**Supplied entries:**
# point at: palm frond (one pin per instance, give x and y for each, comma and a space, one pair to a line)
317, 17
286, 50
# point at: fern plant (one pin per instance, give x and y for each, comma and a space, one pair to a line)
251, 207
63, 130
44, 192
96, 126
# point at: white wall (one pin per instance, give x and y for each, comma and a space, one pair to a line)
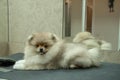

**Given instruction:** Can you pull out every line of the records above, unchanged and in order, and leave the pictures out of your answer?

**Written answer:**
# point at: palm frond (one pin per instance, give x and y for each, comma and a space, one pair to a line)
317, 17
286, 50
# point at: fern plant (one pin per instance, give x and y for each, comma and a space, one pair to a line)
251, 207
63, 130
44, 192
96, 126
# point at: white wall (one pin per instance, give x and y for each, comma and a space, one pair to a line)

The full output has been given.